• [Task brief]: From the records below, output exactly the lines running from the line containing "the desert shrub" through the line containing "the green leaf", and no others.

• [Material provided]:
#####
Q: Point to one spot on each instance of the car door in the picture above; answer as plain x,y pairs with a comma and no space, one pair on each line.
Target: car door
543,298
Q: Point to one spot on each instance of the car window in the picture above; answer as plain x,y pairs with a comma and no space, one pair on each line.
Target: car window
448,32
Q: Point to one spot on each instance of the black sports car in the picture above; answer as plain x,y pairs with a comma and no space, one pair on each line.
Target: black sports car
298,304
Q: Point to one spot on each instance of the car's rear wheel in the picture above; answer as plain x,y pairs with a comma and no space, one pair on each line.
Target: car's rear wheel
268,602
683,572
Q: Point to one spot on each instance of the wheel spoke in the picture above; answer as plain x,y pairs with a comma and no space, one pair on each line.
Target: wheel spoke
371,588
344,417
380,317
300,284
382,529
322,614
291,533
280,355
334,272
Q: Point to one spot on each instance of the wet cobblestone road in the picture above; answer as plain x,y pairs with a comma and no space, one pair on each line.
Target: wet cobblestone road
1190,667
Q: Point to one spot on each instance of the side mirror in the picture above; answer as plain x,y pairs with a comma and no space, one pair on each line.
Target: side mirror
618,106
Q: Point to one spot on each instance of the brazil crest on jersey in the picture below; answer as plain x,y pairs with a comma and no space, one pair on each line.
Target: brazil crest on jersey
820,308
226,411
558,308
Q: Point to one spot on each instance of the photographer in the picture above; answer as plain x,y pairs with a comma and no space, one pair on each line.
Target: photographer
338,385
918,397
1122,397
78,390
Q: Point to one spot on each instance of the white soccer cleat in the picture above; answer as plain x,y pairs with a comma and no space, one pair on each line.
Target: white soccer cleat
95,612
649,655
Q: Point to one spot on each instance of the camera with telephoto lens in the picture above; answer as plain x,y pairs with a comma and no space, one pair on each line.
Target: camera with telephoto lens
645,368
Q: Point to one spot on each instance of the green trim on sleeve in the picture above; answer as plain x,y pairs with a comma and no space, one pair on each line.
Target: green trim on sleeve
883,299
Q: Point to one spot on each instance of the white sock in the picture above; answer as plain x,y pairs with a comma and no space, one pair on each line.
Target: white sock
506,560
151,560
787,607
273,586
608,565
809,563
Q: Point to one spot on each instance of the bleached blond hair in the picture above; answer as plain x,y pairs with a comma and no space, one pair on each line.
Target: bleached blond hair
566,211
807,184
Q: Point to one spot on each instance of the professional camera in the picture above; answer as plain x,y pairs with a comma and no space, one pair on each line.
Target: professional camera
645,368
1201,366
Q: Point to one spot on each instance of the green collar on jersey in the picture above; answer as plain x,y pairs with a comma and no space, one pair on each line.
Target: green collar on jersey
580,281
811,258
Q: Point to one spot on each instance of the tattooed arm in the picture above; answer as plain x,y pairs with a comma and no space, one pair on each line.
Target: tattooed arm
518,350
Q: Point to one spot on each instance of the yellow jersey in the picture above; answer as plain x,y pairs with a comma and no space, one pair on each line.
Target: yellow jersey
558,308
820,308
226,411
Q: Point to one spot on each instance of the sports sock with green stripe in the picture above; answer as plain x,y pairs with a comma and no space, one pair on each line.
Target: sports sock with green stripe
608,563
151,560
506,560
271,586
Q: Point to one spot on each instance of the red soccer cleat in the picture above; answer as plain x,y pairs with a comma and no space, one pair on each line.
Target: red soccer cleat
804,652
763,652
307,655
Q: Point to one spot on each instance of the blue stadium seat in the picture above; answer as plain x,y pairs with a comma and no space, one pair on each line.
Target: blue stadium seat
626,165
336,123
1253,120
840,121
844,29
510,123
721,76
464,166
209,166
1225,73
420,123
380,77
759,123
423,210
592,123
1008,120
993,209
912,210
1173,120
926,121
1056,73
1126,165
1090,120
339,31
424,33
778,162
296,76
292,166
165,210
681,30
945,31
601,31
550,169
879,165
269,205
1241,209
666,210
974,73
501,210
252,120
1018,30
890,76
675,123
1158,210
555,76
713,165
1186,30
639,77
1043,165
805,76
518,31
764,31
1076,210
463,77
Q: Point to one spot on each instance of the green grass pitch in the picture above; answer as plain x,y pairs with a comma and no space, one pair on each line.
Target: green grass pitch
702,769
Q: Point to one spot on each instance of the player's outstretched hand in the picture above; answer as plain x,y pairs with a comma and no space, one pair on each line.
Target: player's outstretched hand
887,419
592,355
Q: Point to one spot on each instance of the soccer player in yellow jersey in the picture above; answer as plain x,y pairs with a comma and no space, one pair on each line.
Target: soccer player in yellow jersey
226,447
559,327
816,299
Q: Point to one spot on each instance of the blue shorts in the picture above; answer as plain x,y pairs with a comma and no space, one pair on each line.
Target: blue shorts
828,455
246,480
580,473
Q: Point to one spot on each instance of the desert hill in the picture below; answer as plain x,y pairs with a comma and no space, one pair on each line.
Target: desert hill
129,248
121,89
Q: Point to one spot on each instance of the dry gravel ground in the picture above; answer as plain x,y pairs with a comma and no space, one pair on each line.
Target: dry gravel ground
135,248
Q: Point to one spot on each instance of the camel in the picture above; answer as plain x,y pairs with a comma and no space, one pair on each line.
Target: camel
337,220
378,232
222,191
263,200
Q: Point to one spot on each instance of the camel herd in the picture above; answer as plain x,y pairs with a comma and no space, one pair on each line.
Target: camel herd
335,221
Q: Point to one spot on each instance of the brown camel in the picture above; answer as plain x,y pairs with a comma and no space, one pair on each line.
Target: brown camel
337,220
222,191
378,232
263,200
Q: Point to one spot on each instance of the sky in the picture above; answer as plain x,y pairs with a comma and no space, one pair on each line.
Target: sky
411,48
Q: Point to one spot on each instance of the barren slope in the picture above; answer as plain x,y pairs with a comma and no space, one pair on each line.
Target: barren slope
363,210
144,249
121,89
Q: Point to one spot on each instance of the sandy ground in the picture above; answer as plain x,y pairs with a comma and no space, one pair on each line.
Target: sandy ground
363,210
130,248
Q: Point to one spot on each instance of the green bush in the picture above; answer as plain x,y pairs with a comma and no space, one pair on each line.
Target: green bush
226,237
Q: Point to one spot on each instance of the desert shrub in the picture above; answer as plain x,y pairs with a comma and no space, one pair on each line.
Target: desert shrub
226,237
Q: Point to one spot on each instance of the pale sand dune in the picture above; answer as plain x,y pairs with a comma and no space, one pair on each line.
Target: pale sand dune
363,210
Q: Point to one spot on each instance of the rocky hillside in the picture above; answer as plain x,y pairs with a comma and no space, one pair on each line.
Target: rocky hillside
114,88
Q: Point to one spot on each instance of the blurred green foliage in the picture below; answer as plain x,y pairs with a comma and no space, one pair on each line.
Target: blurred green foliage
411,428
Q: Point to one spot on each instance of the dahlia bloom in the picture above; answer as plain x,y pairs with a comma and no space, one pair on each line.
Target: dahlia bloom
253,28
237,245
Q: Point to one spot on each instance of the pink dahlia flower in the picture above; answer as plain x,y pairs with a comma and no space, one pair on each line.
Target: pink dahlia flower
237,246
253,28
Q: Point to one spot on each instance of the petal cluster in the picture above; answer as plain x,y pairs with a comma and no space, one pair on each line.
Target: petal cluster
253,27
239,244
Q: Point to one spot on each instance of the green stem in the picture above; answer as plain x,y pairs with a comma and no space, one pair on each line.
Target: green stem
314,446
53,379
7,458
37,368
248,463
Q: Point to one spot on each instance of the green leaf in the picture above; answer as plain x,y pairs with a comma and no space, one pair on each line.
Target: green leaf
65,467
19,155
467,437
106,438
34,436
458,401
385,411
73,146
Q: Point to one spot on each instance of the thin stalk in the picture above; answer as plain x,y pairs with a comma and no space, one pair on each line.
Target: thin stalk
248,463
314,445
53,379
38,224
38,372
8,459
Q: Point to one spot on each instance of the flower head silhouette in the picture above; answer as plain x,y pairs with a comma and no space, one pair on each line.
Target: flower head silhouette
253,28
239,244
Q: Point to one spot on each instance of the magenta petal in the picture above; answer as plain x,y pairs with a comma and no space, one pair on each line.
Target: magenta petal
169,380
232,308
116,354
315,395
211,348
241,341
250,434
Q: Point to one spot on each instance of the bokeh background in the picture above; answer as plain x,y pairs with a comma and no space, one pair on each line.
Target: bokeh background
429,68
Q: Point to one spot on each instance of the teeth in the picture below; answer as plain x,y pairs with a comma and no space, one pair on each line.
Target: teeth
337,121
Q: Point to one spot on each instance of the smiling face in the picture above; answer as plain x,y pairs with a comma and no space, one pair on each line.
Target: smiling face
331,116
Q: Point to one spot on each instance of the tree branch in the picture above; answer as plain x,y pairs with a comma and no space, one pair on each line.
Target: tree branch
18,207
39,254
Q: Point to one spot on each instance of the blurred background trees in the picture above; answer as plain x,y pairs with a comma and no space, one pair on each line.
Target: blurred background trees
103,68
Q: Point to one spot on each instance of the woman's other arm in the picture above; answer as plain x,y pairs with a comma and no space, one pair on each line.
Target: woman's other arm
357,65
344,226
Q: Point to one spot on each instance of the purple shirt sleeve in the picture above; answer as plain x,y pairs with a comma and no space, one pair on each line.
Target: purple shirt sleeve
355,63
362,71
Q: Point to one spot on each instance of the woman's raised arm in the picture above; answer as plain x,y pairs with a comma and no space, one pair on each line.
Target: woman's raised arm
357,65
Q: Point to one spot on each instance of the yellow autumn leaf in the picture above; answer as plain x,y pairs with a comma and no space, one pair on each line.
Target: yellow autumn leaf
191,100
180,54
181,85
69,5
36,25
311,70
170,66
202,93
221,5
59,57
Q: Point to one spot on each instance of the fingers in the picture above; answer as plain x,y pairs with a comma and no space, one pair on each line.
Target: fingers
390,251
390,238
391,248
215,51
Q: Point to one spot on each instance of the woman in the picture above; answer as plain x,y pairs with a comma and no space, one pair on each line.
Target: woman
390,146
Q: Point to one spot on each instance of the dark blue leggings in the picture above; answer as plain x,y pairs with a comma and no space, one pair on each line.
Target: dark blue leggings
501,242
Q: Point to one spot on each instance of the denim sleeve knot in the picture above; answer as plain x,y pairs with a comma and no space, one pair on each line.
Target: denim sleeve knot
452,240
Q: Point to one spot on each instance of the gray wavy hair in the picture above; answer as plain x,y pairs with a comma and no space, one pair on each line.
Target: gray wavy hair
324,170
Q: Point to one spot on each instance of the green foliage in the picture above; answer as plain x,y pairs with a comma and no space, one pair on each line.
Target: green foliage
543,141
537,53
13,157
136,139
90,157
#####
• [Response to the exercise]:
Q: Point to one spot on each instance of the desert shrub in the picture above; answer as plain x,y pairs with a comma and no space, one pair on each line.
Target: desert shrub
226,237
Q: Point to one spot on each instance of the pale sand dune in the picture above; answer as plain x,y pairs with a comma and no space, one pair on each line.
Target: pale sand dune
363,210
Q: Point to one spot on each instance of the rocky hillside in the picture above; answer as plain x,y pairs with a comma and no space, one pair on each line.
Target: rocky hillside
114,88
Q: Point to one spot on each instance of the blurred green foliage in the picture below; answer as plain x,y pairs with a comma and no space, one pair on each line.
Target: blurred green foliage
411,428
Q: Point to one spot on each instance of the dahlia bloom in the picture above; answer as plain x,y pairs with a comma and no space, one pair on each line.
Target: dahlia bloom
253,28
237,245
Q: Point to one spot on each instance of the pink dahlia flower in the picture above; answer as plain x,y pairs with a comma and no space, one pair on each line.
Target: pink dahlia flower
237,246
253,28
Q: Point to one spot on each instance of the petal cluster in the picture above; answer as plain x,y pairs with a comma and no space, one pair on each line.
Target: petal cluster
253,27
239,244
Q: Point to one spot on each instance of the green stem in the picture above; answer as plain x,y pairs with a comma and no space, one pair on each line.
Target: green stem
314,446
53,379
7,458
37,368
248,463
Q: Point to one spot on each instance of the green leaf in the picture above; answer as plain x,y pairs with a comma and no space, one pair on each line.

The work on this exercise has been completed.